◆ Excerpted records:
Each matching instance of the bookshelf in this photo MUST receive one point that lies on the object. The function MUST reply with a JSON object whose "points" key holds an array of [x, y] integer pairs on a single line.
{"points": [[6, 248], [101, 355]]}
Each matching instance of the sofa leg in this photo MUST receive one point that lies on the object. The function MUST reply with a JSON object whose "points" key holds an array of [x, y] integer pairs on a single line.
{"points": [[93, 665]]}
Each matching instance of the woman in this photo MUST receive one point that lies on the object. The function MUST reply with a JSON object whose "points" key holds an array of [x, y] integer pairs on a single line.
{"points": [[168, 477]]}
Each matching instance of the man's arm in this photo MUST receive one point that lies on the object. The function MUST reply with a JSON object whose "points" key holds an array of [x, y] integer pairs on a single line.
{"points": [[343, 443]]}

◆ Do this:
Put the items above into a two-column CSV with the columns "instruction" and "response", using the stretch from the line containing "Each matching instance of the man's" through the end of the items. Give one row per item, with each field quoted and any line breaks replaced by spaces.

◆ Reply to the exercise:
instruction,response
"Each matching instance of the man's arm in this photo MUST receive one point that lies on the object. The function MUST reply with a JSON object whose ""points"" key holds an array of [x, y] integer pairs on a single line.","{""points"": [[343, 443]]}"